### Arbeitsaufträge:
1. Nenne alle Merkmale des Verdächtigen, über die laut dem Textauszug zur DNS-Phänotypisierung Aussagen möglich sind.
2. Gib den Wortlaut des Textauszugs zur DNS-Phänotypisierung unverändert wieder, beginnend mit „Bald wurde der“ und fortlaufend bis einschließlich „aus dem DNS-Labor.“.

### Textauszug:
Bald wurde der friesische Bauer Jasper C. festgenomm­en, überführt und verurteilt. Ihm wurde die neue DNS-Analyse 3.0 zum Verhängnis, die sogenannte Phänotypis­ierung: Sie lässt – unter bestimmten Umständen – Aussagen über Alter, Haar-, Haut- und Augenfarbe sowie die biogeograf­ische Herkunft des Verdächtig­en zu. Ein Täterprofi­l aus dem DNS-Labor.

### Daten zur Auswertung:
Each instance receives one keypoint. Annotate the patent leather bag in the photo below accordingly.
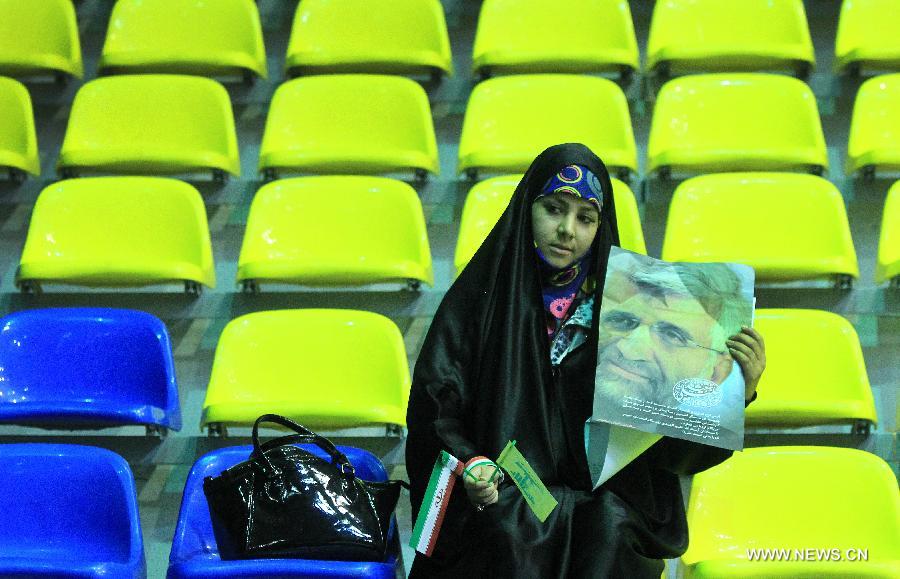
(285, 501)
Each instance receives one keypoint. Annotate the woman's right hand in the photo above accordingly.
(481, 492)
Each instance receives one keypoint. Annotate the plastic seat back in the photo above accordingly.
(800, 222)
(888, 265)
(87, 367)
(349, 124)
(184, 37)
(37, 38)
(513, 36)
(815, 372)
(510, 120)
(868, 35)
(736, 122)
(68, 511)
(195, 553)
(822, 498)
(874, 141)
(488, 199)
(18, 140)
(711, 35)
(369, 36)
(159, 124)
(278, 361)
(336, 230)
(118, 231)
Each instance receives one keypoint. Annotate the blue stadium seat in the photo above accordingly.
(87, 368)
(68, 511)
(195, 553)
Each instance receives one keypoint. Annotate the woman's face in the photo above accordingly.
(564, 227)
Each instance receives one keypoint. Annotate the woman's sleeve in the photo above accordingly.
(685, 457)
(440, 396)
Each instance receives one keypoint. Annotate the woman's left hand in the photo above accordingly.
(749, 349)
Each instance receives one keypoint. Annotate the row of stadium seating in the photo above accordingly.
(153, 230)
(72, 511)
(173, 124)
(90, 525)
(410, 37)
(96, 367)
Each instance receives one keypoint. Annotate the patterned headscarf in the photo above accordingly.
(560, 285)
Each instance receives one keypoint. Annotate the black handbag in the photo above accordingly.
(285, 501)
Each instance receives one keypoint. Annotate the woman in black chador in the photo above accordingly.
(511, 354)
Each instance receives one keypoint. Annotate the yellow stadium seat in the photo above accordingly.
(38, 38)
(118, 231)
(875, 127)
(786, 226)
(736, 122)
(18, 140)
(159, 124)
(833, 502)
(868, 36)
(888, 265)
(510, 120)
(355, 123)
(369, 36)
(580, 36)
(346, 230)
(711, 35)
(323, 368)
(815, 372)
(184, 37)
(488, 199)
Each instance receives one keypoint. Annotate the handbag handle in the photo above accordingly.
(303, 435)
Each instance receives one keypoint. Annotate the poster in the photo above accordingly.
(662, 364)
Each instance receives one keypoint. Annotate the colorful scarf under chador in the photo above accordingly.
(560, 286)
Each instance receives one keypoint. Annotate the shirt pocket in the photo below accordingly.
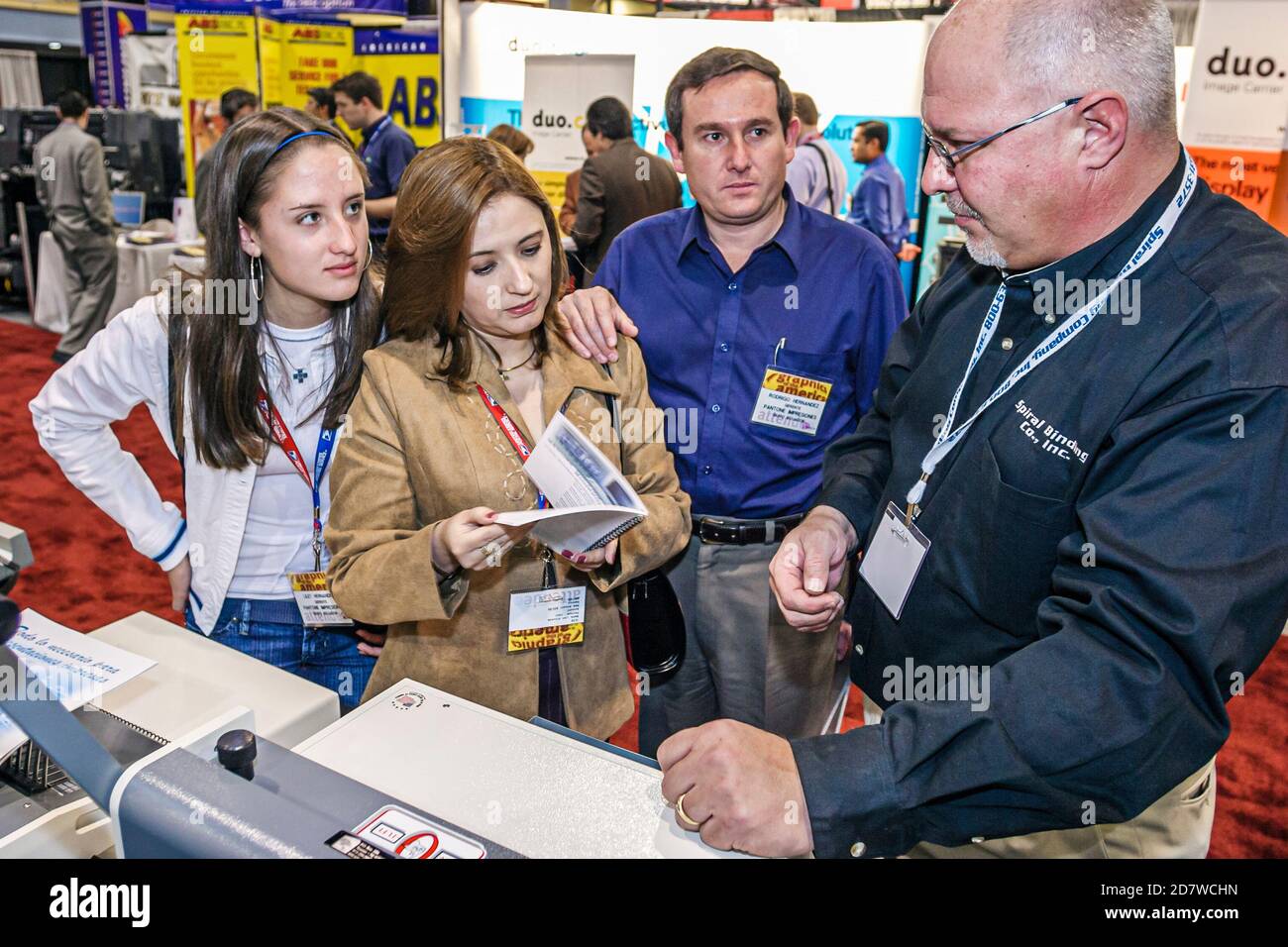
(828, 367)
(1004, 548)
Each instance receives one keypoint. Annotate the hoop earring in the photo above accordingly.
(257, 281)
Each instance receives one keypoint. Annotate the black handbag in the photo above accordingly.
(655, 626)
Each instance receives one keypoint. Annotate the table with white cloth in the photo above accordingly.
(138, 266)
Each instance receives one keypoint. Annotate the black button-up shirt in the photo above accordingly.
(1109, 541)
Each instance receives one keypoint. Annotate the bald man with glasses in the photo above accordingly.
(1065, 500)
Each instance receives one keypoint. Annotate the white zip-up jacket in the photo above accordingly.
(124, 365)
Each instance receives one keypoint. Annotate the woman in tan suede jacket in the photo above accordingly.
(471, 295)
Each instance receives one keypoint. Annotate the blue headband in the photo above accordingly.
(295, 137)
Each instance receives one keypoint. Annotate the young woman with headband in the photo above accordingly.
(249, 379)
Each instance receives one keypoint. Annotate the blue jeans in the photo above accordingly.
(271, 631)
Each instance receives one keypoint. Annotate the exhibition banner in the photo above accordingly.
(1236, 103)
(269, 60)
(292, 8)
(151, 73)
(557, 91)
(408, 67)
(217, 53)
(103, 25)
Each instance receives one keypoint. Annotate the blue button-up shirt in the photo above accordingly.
(880, 202)
(386, 150)
(822, 299)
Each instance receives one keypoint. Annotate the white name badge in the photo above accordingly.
(313, 598)
(791, 401)
(892, 562)
(546, 617)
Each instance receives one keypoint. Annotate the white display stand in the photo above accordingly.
(540, 792)
(193, 682)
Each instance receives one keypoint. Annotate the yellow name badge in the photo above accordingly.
(546, 618)
(791, 401)
(312, 596)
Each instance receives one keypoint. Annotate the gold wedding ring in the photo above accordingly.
(681, 812)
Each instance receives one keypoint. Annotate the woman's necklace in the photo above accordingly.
(500, 368)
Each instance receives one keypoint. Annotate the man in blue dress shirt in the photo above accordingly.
(880, 198)
(763, 324)
(1098, 554)
(386, 149)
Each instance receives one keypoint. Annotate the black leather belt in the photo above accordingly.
(745, 534)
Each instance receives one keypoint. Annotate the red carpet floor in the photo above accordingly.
(86, 575)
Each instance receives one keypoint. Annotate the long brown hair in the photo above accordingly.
(215, 355)
(439, 198)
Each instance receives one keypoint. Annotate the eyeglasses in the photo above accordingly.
(952, 158)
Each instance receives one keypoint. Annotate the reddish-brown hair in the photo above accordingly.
(439, 198)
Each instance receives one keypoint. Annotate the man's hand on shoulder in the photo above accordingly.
(590, 321)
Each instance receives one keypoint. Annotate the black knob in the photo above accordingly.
(236, 751)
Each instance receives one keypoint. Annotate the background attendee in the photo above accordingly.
(284, 342)
(567, 221)
(71, 183)
(233, 105)
(619, 182)
(881, 197)
(321, 103)
(816, 174)
(747, 278)
(386, 149)
(1108, 543)
(513, 140)
(472, 376)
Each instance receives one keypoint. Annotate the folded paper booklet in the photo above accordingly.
(590, 501)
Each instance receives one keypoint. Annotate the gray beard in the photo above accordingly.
(983, 252)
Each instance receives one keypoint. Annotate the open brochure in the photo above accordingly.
(590, 501)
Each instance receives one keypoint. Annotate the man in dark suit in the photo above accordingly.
(619, 182)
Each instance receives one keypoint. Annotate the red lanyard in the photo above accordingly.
(511, 433)
(326, 441)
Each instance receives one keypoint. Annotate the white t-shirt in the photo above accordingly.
(278, 536)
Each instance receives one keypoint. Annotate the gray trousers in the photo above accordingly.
(742, 660)
(90, 287)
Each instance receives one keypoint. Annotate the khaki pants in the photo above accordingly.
(1176, 826)
(742, 660)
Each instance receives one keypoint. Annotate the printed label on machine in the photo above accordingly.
(404, 835)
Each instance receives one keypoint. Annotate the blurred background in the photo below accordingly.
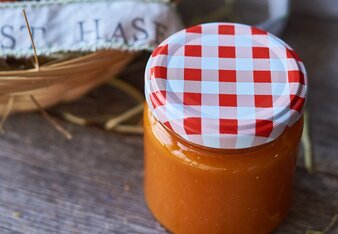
(93, 184)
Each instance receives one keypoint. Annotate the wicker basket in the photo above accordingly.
(59, 82)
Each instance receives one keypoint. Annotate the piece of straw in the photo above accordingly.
(37, 65)
(306, 141)
(6, 113)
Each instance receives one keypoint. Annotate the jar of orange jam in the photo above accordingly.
(222, 121)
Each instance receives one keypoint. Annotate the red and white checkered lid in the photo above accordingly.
(224, 85)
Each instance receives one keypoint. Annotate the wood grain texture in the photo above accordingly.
(93, 184)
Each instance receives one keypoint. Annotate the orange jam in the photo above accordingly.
(194, 189)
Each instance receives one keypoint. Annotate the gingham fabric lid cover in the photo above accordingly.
(224, 85)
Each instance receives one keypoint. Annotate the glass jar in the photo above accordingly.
(222, 126)
(194, 189)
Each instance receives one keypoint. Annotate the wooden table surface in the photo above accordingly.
(93, 183)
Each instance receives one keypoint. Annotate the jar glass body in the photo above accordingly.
(194, 189)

### Lösungen:
1. Alter, Haarfarbe, Hautfarbe, Augenfarbe, biogeografische Herkunft

2.
Bald wurde der friesische Bauer Jasper C. festgenomm­en, überführt und verurteilt. Ihm wurde die neue DNS-Analyse 3.0 zum Verhängnis, die sogenannte Phänotypis­ierung: Sie lässt – unter bestimmten Umständen – Aussagen über Alter, Haar-, Haut- und Augenfarbe sowie die biogeograf­ische Herkunft des Verdächtig­en zu. Ein Täterprofi­l aus dem DNS-Labor.